### TRY IT
Continue the piece on the release of season two of “Unbreakable Kimmy Schmidt,” starting after its last sentence, which ends “everyone wants to get on the Kimmy train”.

*** EXTRACT

At long last, “Unbreakable Kimmy Schmidt” season two has dropped! *end of “Breakfast Club”*
On April 15, Tina Fey and the rest of the gods at Netflix blessed us with the return of Kimmy, Titus, Jacqueline, Lillian, and the whole unbreakable gang. Hooray! (If you haven’t had the theme song radiating in your brain for several weeks leading up to the release, you’re lying to yourself.)
Let’s be honest: we all had season one on a loop since its release last March (about a month sooner than this year, I might add, Netflix). I watched the season again and again both alone, and with a different member of my family from last summer to this January: everyone wants to get on the Kimmy train.

******
*** RECORD EXCERPTS

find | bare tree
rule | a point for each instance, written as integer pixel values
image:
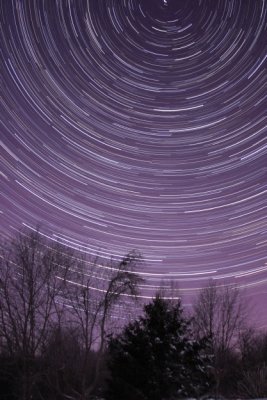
(220, 314)
(29, 287)
(95, 291)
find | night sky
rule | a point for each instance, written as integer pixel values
(140, 124)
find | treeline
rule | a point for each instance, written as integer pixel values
(73, 328)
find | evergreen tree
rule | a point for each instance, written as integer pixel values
(155, 357)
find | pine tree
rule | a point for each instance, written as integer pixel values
(155, 357)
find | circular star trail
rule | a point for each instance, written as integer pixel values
(140, 124)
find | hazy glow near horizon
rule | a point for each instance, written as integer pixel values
(140, 124)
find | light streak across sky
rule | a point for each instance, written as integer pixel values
(140, 124)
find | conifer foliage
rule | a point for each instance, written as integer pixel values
(155, 357)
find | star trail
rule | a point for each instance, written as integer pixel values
(140, 124)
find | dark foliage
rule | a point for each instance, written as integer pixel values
(155, 357)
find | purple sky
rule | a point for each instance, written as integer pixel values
(141, 124)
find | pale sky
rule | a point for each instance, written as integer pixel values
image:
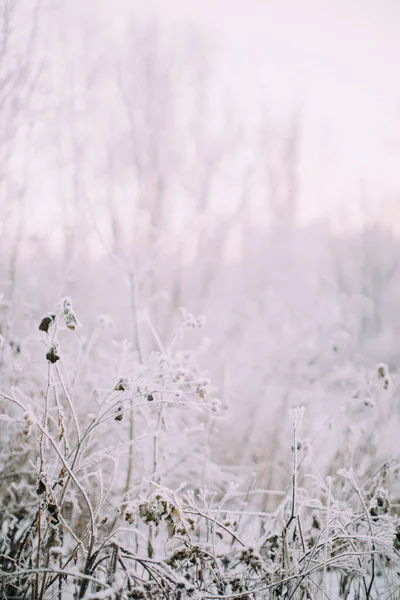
(338, 60)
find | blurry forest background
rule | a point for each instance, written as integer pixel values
(132, 182)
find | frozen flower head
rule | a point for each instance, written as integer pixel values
(46, 322)
(122, 384)
(382, 372)
(53, 353)
(69, 315)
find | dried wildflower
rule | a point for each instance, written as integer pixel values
(28, 423)
(53, 510)
(120, 415)
(41, 486)
(382, 371)
(121, 385)
(379, 504)
(70, 318)
(15, 347)
(130, 514)
(52, 354)
(46, 321)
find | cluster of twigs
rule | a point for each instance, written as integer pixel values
(73, 527)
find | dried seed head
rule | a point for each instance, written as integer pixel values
(46, 321)
(120, 415)
(70, 318)
(52, 354)
(121, 385)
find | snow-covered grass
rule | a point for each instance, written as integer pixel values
(119, 481)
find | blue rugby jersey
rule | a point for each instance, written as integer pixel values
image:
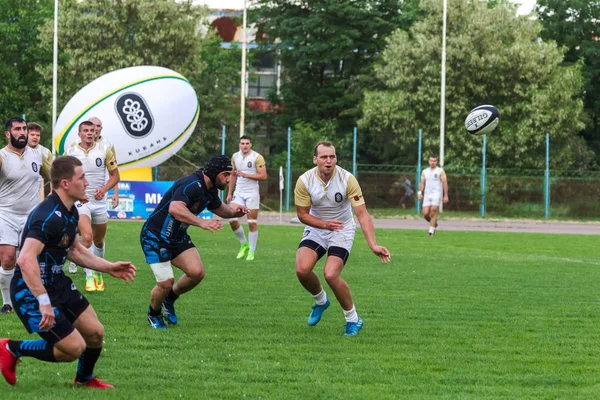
(193, 192)
(56, 227)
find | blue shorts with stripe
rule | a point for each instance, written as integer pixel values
(158, 250)
(68, 303)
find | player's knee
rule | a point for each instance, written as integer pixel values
(8, 261)
(196, 275)
(98, 242)
(86, 240)
(95, 336)
(166, 285)
(331, 276)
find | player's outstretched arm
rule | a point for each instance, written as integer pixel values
(82, 256)
(30, 269)
(225, 211)
(304, 216)
(366, 224)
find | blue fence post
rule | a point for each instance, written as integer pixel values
(223, 136)
(483, 176)
(289, 171)
(354, 155)
(418, 180)
(547, 178)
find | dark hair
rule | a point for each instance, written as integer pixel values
(34, 126)
(9, 122)
(63, 167)
(324, 143)
(85, 123)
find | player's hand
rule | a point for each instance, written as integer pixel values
(115, 200)
(334, 225)
(99, 194)
(383, 254)
(123, 270)
(211, 225)
(47, 317)
(241, 211)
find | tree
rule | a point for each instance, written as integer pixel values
(574, 24)
(324, 46)
(20, 21)
(493, 57)
(99, 36)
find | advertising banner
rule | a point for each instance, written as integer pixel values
(137, 200)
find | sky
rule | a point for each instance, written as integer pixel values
(525, 6)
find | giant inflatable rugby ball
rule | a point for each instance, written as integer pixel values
(482, 120)
(147, 113)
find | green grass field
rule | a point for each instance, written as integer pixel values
(463, 315)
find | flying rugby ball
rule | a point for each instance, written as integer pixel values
(147, 113)
(482, 120)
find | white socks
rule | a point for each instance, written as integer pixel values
(239, 233)
(351, 315)
(98, 252)
(253, 238)
(5, 280)
(321, 297)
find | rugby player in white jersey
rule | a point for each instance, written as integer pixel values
(20, 169)
(248, 168)
(34, 131)
(103, 140)
(96, 158)
(433, 187)
(325, 197)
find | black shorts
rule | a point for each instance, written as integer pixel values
(321, 251)
(157, 250)
(68, 303)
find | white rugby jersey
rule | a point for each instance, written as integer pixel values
(333, 200)
(96, 161)
(104, 141)
(20, 180)
(248, 164)
(433, 181)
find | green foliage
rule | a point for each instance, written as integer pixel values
(98, 36)
(324, 46)
(574, 24)
(20, 82)
(492, 58)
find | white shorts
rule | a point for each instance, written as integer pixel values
(96, 212)
(327, 239)
(11, 227)
(250, 200)
(431, 200)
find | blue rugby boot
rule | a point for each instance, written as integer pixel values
(156, 321)
(169, 309)
(352, 328)
(317, 313)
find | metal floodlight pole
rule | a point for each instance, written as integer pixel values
(443, 91)
(54, 76)
(243, 79)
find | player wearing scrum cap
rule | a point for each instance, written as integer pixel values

******

### ANSWER FOR THE TASK
For anyone who has been locked in a bunker for the past 15 years — it’s okay, so was Kimmy — here’s the skinny: Kimmy Schmidt, an optimist to rival even “30 Rock”’s Kenneth Ellen Parcell, and a small group of women were kidnapped and locked in a bunker for fifteen years, under the false impression that the world had ended in hell fire. We meet them on the day the Indiana S.W.A.T. team rescues them from their underground home, and follow Kimmy as she pursues life in New York City after a spot on the Today Show. But really- you should watch it, if you haven’t already.
Spoilers ahead! Do not read further if you haven’t finished season two! Don’t you dare!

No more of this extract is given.